◆ **EXERCISE**
Starting at the line containing "Would you please place a dot on the peeling" and ending at the last line of the material below, write those lines out again with "stone pillar" swapped for "brick pillar" and nothing else changed.

* begin MATERIAL PROVIDED *

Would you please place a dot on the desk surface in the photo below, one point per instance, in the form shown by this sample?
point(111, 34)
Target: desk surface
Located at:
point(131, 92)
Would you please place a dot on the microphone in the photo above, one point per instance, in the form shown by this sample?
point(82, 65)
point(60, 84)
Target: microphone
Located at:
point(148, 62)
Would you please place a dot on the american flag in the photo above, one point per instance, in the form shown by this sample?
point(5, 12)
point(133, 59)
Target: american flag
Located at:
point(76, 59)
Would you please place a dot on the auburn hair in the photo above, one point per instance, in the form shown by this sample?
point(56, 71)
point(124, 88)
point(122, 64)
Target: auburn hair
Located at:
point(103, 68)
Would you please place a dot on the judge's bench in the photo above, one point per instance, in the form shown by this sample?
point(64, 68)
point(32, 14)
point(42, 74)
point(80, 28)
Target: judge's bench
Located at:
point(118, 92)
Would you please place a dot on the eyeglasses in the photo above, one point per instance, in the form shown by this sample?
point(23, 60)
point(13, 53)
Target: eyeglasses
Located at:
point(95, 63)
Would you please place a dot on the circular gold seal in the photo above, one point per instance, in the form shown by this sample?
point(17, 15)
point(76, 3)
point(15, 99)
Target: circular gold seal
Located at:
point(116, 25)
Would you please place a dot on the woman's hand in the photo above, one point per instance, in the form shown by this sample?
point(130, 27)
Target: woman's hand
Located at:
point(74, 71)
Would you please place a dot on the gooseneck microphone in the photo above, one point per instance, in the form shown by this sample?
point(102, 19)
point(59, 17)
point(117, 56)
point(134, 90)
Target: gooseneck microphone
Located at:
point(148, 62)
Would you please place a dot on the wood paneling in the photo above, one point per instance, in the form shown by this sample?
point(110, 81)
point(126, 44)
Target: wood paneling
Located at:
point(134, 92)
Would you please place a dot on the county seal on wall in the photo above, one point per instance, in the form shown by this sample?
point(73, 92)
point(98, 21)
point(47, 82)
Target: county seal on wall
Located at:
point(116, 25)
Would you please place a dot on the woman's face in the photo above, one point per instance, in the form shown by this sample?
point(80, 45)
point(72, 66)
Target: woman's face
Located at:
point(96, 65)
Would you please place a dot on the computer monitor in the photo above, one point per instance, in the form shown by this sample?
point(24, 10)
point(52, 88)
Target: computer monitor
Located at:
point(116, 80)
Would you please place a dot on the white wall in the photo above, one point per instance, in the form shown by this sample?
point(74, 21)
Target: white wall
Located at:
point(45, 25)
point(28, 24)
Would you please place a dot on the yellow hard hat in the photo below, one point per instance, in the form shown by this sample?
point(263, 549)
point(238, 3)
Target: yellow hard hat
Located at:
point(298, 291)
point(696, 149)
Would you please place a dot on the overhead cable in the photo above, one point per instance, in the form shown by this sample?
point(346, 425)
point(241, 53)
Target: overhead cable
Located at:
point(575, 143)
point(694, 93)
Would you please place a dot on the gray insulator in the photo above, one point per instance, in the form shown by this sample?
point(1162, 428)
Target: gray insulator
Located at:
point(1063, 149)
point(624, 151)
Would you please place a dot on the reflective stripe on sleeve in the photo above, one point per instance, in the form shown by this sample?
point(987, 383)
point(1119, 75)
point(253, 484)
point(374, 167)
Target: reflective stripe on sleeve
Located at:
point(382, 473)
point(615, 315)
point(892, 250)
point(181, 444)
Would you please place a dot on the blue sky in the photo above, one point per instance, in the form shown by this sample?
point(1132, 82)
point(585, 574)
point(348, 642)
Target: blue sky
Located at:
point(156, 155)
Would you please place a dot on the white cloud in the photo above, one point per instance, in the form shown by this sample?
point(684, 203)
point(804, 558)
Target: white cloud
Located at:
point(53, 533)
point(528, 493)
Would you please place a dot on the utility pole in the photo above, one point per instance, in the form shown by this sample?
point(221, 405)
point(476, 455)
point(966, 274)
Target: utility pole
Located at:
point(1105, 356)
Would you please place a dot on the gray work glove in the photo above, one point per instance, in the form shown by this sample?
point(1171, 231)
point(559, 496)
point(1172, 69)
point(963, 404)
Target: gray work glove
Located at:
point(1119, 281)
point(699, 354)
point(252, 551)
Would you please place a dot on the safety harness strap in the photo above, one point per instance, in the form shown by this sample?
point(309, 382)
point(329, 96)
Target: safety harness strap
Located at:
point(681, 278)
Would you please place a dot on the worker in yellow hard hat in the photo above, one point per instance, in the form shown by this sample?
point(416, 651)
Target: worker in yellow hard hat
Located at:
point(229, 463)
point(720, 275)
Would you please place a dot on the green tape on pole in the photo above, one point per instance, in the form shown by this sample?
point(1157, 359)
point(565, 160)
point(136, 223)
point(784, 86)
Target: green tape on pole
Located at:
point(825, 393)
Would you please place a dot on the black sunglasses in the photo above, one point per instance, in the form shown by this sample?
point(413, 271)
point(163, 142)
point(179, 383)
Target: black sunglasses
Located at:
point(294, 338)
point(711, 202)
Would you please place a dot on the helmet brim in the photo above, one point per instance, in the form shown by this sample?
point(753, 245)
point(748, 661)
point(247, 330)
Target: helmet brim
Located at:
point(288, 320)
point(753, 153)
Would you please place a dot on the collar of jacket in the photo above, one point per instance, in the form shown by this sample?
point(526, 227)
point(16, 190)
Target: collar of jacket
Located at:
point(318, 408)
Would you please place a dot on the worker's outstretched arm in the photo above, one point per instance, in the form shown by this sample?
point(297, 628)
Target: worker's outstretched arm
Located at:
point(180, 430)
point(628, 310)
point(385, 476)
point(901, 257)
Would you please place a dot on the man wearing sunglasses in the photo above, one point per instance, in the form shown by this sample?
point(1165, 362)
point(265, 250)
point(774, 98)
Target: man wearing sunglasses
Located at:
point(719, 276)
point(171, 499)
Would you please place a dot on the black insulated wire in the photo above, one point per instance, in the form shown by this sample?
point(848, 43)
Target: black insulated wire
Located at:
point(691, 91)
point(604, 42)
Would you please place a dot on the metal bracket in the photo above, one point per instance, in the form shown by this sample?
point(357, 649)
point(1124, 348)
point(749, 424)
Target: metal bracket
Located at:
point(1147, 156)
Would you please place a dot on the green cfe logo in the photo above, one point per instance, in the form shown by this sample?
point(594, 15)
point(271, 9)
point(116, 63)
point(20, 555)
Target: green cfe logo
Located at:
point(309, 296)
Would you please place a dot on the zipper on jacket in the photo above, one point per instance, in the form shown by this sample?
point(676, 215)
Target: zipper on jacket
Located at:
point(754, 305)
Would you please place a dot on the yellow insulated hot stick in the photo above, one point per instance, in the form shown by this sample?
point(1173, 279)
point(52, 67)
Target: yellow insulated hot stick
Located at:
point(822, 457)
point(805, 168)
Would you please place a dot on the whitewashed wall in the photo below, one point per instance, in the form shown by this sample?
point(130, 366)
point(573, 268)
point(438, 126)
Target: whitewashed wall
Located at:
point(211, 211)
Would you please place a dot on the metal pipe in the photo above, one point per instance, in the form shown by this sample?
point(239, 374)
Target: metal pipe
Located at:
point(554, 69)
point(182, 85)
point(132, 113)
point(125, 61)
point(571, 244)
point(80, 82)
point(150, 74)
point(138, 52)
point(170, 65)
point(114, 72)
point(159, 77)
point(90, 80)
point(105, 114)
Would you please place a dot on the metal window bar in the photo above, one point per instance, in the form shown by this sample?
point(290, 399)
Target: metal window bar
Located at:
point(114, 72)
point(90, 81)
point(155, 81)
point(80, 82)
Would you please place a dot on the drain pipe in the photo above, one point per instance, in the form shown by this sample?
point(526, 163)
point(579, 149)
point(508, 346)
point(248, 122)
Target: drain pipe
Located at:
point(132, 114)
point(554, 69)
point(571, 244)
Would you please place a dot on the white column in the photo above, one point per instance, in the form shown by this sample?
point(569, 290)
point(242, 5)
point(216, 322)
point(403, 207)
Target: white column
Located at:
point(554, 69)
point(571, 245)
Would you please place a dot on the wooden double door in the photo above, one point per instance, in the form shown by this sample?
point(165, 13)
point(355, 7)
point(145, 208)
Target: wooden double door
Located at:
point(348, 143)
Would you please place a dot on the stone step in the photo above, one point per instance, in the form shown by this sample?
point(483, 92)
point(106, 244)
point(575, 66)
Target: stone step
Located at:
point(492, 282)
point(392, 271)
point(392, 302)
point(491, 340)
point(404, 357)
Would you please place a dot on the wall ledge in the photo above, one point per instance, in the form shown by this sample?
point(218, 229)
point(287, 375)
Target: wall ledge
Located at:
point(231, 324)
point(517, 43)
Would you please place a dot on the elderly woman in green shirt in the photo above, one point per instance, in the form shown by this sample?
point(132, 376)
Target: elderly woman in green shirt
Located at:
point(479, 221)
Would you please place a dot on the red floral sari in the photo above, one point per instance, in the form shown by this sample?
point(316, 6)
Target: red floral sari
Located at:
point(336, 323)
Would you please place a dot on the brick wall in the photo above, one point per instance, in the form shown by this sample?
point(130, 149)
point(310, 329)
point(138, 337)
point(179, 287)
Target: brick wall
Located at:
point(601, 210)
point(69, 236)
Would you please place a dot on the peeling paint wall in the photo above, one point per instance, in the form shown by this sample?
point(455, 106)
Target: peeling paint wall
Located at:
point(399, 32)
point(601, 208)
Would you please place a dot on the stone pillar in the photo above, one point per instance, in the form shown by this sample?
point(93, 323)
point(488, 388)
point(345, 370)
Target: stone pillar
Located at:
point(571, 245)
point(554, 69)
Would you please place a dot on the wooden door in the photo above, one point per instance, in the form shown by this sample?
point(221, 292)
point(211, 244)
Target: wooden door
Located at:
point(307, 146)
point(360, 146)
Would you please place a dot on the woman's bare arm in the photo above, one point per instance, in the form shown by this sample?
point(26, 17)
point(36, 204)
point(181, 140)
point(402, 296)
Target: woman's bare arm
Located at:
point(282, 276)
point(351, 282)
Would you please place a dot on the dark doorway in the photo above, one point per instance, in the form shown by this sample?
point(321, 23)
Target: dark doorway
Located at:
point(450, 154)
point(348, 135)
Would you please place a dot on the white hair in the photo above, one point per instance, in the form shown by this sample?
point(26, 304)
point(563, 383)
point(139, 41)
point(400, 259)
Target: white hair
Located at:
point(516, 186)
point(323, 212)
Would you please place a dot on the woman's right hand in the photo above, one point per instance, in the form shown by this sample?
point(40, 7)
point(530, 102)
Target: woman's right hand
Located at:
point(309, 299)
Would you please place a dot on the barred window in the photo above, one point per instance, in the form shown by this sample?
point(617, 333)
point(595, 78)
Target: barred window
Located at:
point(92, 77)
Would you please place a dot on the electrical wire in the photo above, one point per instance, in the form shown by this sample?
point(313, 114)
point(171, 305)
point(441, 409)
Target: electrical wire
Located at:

* end MATERIAL PROVIDED *

◆ **EXERCISE SOLUTION**
Would you please place a dot on the peeling paint wall in the photo above, one point per instance, in the form shown by this sample?
point(455, 106)
Target: peeling paint wall
Located at:
point(399, 32)
point(601, 208)
Would you please place a dot on the brick pillar in the photo above, one point per instance, in the form shown by this sample?
point(93, 323)
point(488, 388)
point(345, 370)
Target: brick pillar
Located at:
point(571, 245)
point(554, 69)
Would you please place a dot on the wooden door in the photo above, one point per instance, in the form shown by this sample?
point(221, 292)
point(211, 244)
Target: wooden door
Located at:
point(307, 146)
point(360, 146)
Would you please place a dot on the woman's bare arm in the photo above, one point per instance, in the form shown by this sample?
point(26, 17)
point(36, 204)
point(181, 140)
point(402, 296)
Target: woman's bare arm
Located at:
point(282, 276)
point(351, 282)
Would you please place a dot on the dark doorway in the photo above, one point per instance, in the form shown by this sample?
point(321, 23)
Target: dark doorway
Located at:
point(450, 154)
point(348, 135)
Would you please place a dot on the white hair in the photo above, one point per instance, in the form shown by this sample?
point(26, 304)
point(563, 383)
point(139, 41)
point(400, 259)
Target: white hair
Located at:
point(516, 186)
point(323, 212)
Would you please place a dot on the woman's right hand in the photo above, one point per instance, in the form shown by this sample?
point(40, 7)
point(530, 102)
Target: woman's right hand
Located at:
point(309, 299)
Would you please place a dot on the barred window in the photo above, one point per instance, in the form shown by this sample?
point(617, 333)
point(595, 78)
Target: barred window
Located at:
point(92, 77)
Would you please place a dot on the electrical wire in the photo above, one point per instance, in the form shown by this sample?
point(313, 114)
point(171, 305)
point(441, 409)
Target: electrical wire
Located at:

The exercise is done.